Set task A: Copy out each line of the records that contains the string "rocky".

Supplied text:
◆ ◆ ◆ ◆ ◆ ◆ ◆

April 13th 2010, 4 nights out from Rodney Bay
Slipstream Web Diary
Wed 14 Apr 2010 01:09
We are having a good time of it.
Four Flights for the Price of Two
Virgin VS035 was barely half full when we took off from Gatwick on Friday 9th Apri;. Things were looking good as Nic stretched out over 4 seats and tried for a quiet snooze. We landed in Barbados - yes Barbados - which was a scheduled stop which they forget tp tll you about when you bok the flight! Alas, in Barbaods the cargo doors would not open and we sat on the tarmac for 2 hours whilst time ticked away for our transfer from Anitgua to St Lucia - a route necessary to pick up Slipstream and start the route north to St Thomas USVI.
US$20 later, via a special handshake, and we were miraculously booked for St Lucia that evening but...via Barbados. So we flew Gatwick-Barbados, Barbados-Antigua, Antigua-Barbados, Barbados-St Lucia all on one day. Much plane changing and a few beers between flights enabled us to see much of Lee Westwoods' progress on day 2 of the Masters. We all had very full passports after three trips through customs.
Rodney Bay was were we had left it in January. So was Slipstream. Her bottom was scrubbed and topsides groomed by "Shervon" - our boat boy. After a g
reat nights sleep after 23 hours on the road, we got the dails on, filled the fridge up, cleared Customs & Immigration and left the Bay at around 1300 bound for Marigot Bay. The short 2 hour run south was rendered very exciting by a two hour squall. Stair rods does'nt cover it. The rain was really quite wet. Billy barfed brutally in the ensuing swells.
Once in Marigot Bay Marina we sterned-to next to an Oyster 62 (better than Penthouse) and made a run for the swimming pool and bar. We enjoyed the highlights of Day 3 of the Masters whilst George (henceforth to be known as Archegynical) had her first real Caribbean Pina Colada.
Next morning, at 06.00, Nic and Bill made a quick getaway and we had a lovely sail north....to Rodney Bay to try to get a spare gizmo for our starboard main winch which was behaving badly. No luck, Sunday trading laws are not flouted in St Lucia.
We headed north again around 10.00 a.m. and had a great roaring beam reach at 8 knts average towards Martinique. We made a landfall around 3.00 p.m. and had our first well earned dip in the Caribbean. After a cocktail ashore priced as if served in the Ritz in Mayfair but in fact was in a scruffy French bistro in a derilict marina, we repared back to Slipstream for a supper aboard. We saved the mooring fee on the buoy because the owner's cafe had been destroyed by a cyclone a year ago - the mooring buoys were the only relics of his passing. EUR10 saved!

◆ ◆ ◆ ◆ ◆ ◆ ◆

Data supplied:
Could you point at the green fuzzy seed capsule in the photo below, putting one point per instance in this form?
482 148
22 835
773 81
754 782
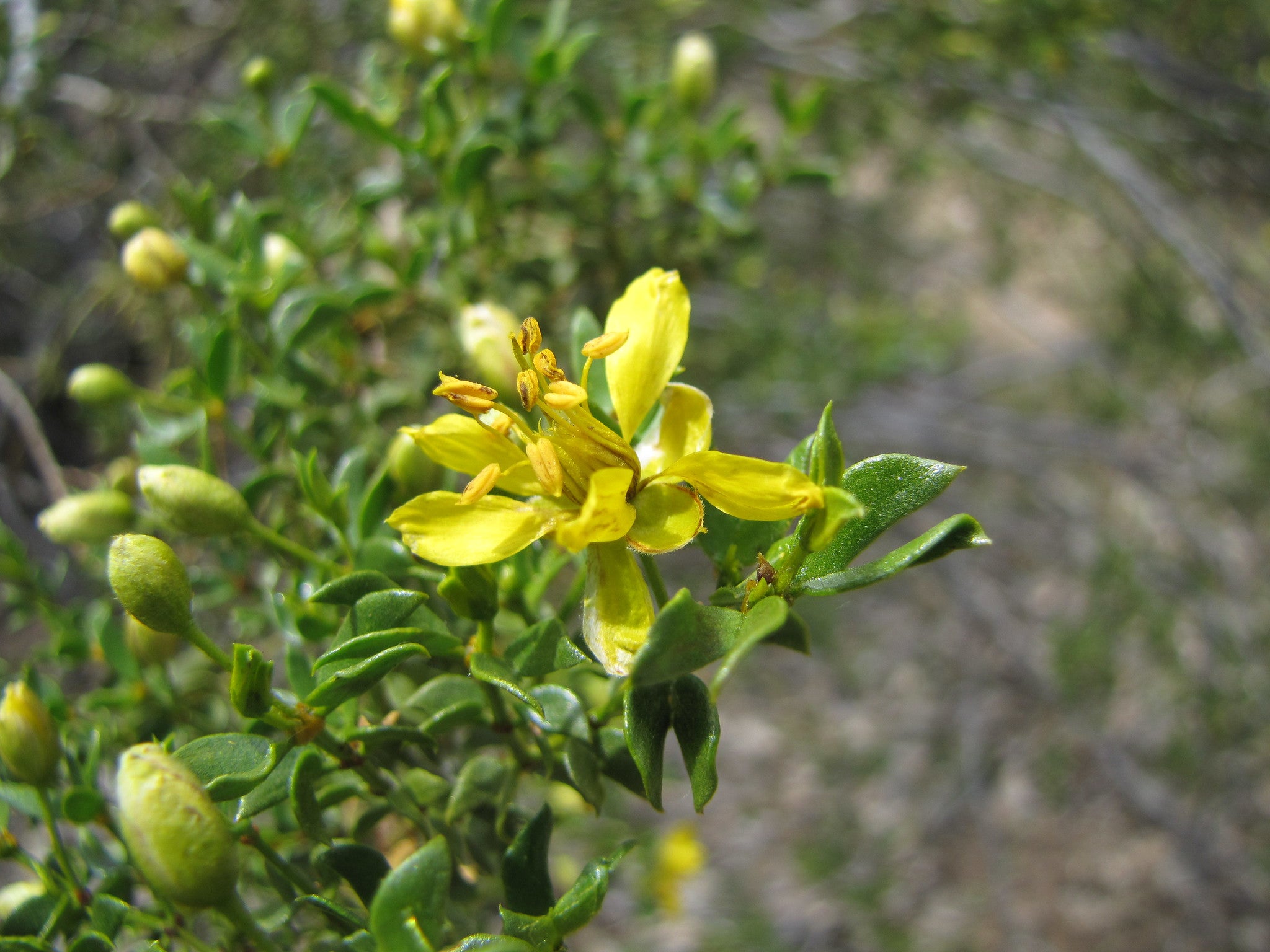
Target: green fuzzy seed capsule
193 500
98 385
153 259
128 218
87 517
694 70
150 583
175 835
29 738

◆ ◆ ◆ ◆ ◆ ◆ ◆

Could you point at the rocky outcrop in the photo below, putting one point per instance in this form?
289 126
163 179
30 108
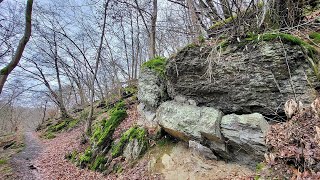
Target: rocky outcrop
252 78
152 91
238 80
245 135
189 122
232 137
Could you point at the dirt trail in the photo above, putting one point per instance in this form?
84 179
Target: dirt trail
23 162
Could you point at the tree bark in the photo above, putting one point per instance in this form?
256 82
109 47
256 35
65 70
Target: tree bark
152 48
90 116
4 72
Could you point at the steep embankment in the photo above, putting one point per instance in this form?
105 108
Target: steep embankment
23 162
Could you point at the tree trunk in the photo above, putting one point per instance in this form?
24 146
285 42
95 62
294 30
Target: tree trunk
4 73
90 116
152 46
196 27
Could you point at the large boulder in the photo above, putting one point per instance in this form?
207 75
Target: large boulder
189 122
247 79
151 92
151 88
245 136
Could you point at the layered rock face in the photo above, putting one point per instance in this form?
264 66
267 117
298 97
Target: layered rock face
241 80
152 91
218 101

◆ ◆ ◆ ◆ ◆ ◆ ◆

Set task B: Do the following statements agree with the Slipstream diary? For each, answer yes or no and quote the deciding words of the diary. (i) The cocktail ashore in Martinique was cheap. (ii) Slipstream departed Rodney Bay at around 1300 heading for Marigot Bay. (iii) In Rodney Bay the crew obtained a spare part for the starboard main winch.

Exercise solution A:
Could you point at the rocky outcrop in the photo below, putting one point per instance in this form?
Target: rocky outcrop

Exercise solution B:
(i) No: "priced as if served in the Ritz in Mayfair"
(ii) Yes: "left the Bay at around 1300 bound for Marigot Bay"
(iii) No: "No luck, Sunday trading laws are not flouted in St Lucia."